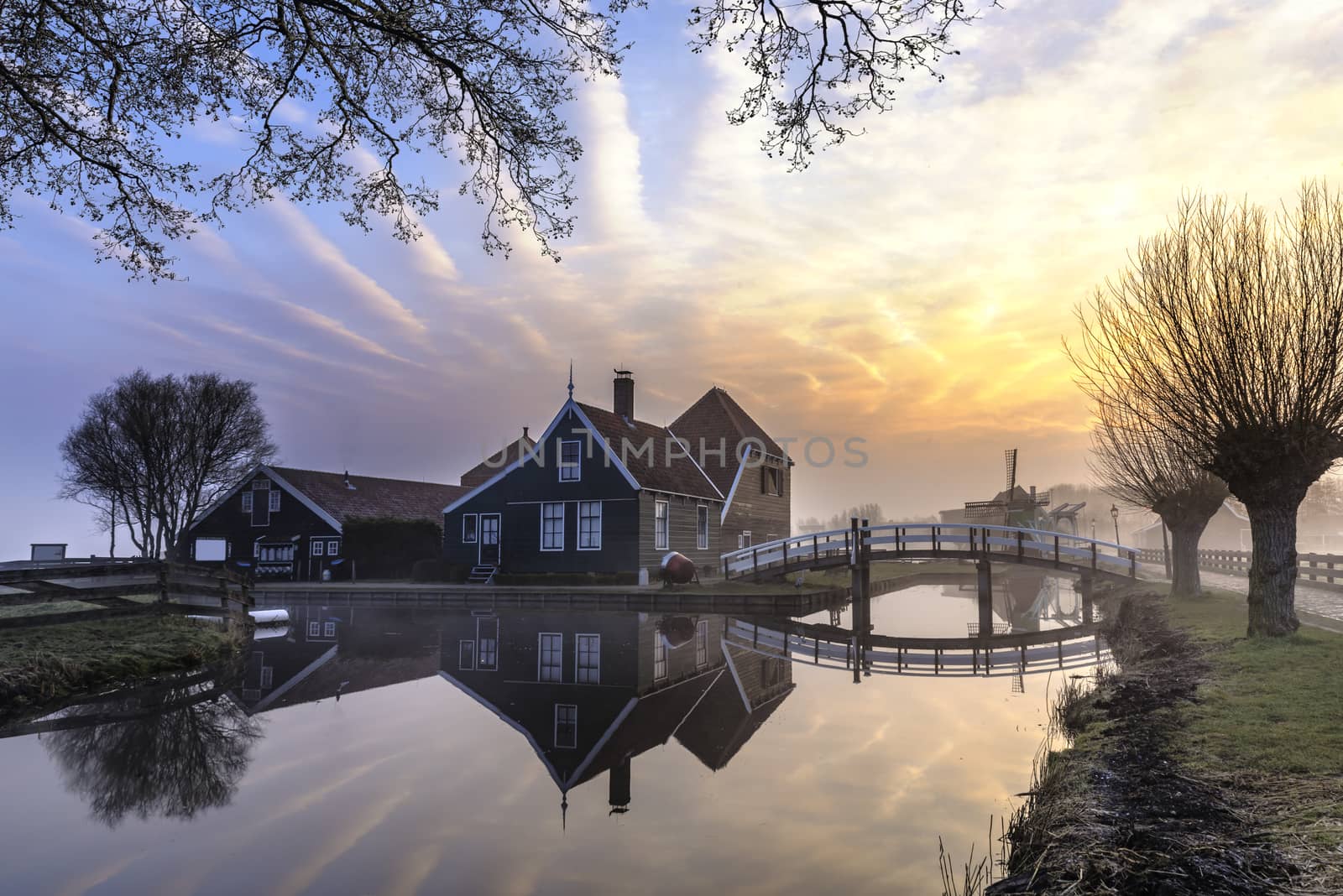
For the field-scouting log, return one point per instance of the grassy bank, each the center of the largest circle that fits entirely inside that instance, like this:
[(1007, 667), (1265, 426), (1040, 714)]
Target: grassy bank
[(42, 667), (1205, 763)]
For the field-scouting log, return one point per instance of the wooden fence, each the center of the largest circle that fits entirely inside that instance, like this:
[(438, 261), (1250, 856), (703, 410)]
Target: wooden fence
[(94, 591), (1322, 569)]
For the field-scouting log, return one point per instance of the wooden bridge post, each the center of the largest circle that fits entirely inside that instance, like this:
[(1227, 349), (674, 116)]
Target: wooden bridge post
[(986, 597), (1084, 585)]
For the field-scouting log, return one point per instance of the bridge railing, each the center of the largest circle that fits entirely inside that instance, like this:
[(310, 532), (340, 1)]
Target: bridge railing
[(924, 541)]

++++

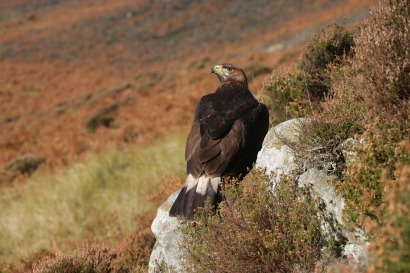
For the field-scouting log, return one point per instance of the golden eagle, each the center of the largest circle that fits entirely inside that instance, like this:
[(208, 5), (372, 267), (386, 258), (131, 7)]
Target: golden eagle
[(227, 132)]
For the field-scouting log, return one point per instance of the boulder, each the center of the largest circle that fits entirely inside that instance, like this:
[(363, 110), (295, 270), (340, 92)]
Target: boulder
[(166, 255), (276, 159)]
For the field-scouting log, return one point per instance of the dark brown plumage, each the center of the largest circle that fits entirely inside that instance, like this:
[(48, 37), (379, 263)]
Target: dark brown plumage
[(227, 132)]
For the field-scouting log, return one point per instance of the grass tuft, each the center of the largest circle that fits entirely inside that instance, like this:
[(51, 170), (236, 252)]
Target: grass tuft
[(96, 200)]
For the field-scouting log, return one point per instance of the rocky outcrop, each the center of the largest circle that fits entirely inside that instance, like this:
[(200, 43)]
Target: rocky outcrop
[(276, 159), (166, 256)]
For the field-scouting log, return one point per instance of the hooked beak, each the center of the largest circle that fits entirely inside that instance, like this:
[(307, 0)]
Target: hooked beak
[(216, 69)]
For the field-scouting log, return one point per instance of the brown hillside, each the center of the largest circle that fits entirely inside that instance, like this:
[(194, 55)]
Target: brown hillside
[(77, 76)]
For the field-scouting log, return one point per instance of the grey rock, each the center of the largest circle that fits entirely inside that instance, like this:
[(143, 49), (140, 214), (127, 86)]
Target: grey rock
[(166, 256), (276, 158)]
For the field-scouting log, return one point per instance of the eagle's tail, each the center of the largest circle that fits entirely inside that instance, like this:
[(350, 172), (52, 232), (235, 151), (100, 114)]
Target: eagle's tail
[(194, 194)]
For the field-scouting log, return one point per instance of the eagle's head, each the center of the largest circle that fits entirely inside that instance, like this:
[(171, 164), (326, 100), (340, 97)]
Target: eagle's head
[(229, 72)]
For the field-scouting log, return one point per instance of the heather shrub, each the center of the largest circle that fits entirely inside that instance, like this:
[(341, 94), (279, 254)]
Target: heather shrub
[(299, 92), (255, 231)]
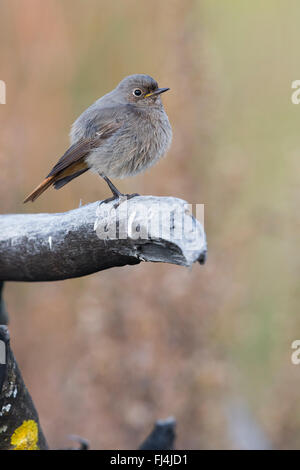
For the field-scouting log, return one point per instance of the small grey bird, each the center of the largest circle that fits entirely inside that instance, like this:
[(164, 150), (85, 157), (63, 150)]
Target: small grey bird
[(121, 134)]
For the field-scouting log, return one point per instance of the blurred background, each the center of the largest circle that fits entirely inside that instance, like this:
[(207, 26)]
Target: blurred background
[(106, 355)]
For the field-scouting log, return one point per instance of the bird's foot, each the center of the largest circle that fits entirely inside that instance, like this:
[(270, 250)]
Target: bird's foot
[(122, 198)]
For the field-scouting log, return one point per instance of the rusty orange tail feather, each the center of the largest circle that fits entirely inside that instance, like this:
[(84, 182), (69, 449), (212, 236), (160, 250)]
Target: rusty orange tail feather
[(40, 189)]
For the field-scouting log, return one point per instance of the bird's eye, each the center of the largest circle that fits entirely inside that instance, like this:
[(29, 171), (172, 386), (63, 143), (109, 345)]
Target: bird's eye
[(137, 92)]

++++

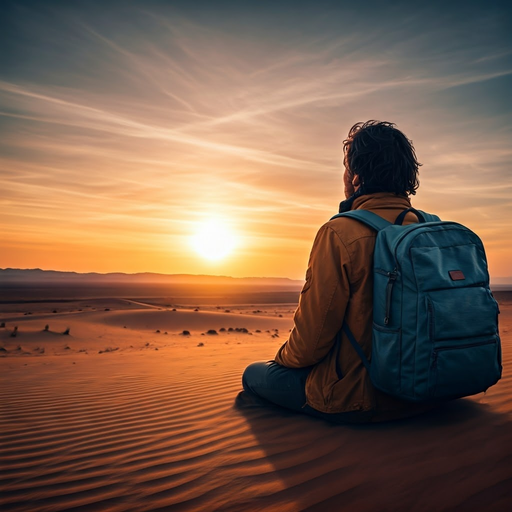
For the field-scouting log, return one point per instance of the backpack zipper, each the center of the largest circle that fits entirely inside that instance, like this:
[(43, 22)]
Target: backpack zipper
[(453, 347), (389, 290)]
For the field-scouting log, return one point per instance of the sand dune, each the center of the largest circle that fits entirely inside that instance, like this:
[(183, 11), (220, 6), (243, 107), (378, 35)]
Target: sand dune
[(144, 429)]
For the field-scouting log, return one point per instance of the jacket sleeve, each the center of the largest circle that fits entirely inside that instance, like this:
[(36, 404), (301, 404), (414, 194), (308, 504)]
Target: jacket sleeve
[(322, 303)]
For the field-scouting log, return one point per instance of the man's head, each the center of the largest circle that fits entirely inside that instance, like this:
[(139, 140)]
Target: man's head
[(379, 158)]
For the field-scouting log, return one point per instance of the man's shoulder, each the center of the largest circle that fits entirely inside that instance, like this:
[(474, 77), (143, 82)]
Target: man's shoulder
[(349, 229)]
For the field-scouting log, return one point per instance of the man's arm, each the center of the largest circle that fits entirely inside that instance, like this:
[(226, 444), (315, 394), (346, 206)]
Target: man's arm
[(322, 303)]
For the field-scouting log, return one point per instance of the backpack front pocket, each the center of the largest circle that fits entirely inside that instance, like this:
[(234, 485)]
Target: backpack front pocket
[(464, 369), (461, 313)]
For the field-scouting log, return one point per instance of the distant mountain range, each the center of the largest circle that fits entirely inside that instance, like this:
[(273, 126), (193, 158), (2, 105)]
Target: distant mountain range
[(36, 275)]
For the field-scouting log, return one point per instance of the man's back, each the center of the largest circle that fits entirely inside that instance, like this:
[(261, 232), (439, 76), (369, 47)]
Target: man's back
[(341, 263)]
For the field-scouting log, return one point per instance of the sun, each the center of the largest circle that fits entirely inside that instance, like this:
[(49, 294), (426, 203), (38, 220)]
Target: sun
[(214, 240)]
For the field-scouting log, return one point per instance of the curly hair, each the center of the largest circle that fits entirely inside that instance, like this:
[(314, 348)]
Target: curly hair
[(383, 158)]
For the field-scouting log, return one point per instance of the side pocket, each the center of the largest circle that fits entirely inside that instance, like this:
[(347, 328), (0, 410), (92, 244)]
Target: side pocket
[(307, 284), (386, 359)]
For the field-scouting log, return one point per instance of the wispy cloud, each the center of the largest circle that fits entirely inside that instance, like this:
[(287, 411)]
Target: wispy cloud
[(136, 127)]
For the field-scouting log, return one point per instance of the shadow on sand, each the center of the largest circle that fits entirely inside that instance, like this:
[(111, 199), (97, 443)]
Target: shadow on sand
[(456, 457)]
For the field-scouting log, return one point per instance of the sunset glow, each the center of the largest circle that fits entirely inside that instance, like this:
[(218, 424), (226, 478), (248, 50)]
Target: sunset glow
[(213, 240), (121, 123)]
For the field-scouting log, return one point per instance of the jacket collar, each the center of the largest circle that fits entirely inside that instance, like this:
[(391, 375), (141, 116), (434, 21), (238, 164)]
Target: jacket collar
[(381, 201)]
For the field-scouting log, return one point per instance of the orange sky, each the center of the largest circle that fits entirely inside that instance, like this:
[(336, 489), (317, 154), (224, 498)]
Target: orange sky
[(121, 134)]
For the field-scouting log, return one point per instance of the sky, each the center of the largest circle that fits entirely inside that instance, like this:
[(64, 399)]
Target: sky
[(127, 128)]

++++

Task to carry out: Pick out each line of the data above that contains the word "sand", and copy those lines in full.

Correct result:
For the field-scouting log, return one point per instance of the sand dune, each the center of the largest circle that fits entirely inside that instance, like this:
Target: sand dune
For the field-scouting log, return one point per instance of the shadow on sand, each the center of the largest circle that fits entirely inside that instance, like this:
Target: shadow on sand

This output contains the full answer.